Report the number of lines below in which the word "cloud" occurs. Nothing else is needed.

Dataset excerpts
────────────────────

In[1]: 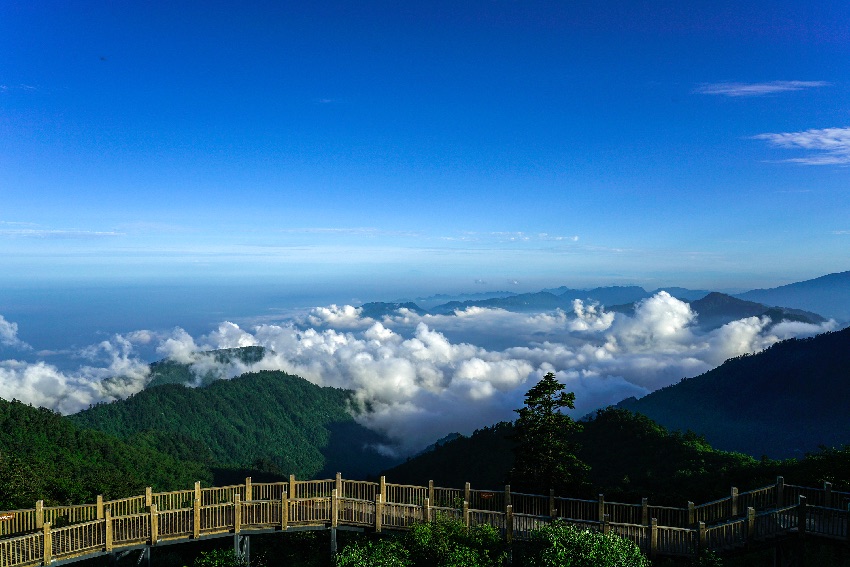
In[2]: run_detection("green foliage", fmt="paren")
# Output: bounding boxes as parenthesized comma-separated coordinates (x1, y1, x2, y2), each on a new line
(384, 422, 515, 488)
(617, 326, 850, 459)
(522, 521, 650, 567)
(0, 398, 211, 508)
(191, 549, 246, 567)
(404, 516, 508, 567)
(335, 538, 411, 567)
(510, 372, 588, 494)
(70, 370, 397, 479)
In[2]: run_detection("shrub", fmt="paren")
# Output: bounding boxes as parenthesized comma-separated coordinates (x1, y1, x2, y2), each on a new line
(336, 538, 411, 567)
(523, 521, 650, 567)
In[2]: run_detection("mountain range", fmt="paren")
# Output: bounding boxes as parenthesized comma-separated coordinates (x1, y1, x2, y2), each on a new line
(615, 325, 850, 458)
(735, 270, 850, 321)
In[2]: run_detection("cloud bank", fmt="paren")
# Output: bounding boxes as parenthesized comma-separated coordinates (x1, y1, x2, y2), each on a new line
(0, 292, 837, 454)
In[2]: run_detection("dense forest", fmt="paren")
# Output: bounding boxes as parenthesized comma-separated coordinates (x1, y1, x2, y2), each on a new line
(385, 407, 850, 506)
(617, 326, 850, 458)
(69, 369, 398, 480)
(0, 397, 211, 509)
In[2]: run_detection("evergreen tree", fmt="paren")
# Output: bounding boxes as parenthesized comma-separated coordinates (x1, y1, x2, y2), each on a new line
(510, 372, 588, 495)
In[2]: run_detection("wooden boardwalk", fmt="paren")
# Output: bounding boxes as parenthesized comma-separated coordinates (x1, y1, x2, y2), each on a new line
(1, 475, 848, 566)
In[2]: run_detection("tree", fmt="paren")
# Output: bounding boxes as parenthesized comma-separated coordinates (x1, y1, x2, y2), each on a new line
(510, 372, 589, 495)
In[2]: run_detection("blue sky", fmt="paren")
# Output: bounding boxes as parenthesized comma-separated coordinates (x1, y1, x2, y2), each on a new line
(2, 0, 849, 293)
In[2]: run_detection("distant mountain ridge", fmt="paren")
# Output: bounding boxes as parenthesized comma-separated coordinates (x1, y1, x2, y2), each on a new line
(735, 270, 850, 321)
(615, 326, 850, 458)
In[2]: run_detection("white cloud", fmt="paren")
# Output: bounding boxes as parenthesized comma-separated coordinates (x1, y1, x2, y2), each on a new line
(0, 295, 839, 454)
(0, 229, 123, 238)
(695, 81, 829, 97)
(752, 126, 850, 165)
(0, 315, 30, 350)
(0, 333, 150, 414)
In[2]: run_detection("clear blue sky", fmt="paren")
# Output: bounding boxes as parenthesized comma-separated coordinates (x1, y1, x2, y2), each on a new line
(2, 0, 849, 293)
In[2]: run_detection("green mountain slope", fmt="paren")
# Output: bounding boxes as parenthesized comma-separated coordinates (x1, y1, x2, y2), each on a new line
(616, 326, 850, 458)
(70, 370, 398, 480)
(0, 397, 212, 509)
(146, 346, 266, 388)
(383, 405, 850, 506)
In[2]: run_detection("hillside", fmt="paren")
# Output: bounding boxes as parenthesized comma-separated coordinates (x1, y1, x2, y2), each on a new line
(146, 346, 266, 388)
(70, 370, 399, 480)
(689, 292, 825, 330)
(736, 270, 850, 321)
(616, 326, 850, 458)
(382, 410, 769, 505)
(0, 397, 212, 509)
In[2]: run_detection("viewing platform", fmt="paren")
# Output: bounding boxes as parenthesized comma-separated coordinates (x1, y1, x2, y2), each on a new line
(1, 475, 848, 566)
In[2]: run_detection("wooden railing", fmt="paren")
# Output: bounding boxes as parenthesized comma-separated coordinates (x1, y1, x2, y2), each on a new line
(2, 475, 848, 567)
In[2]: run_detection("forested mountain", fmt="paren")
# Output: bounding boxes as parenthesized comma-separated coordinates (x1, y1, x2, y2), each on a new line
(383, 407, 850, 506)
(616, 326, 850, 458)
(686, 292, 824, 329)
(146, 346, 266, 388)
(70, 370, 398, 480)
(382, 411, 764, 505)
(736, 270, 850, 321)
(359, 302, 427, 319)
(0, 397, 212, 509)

────────────────────

* [SOLUTION TO THIS PROBLEM]: 2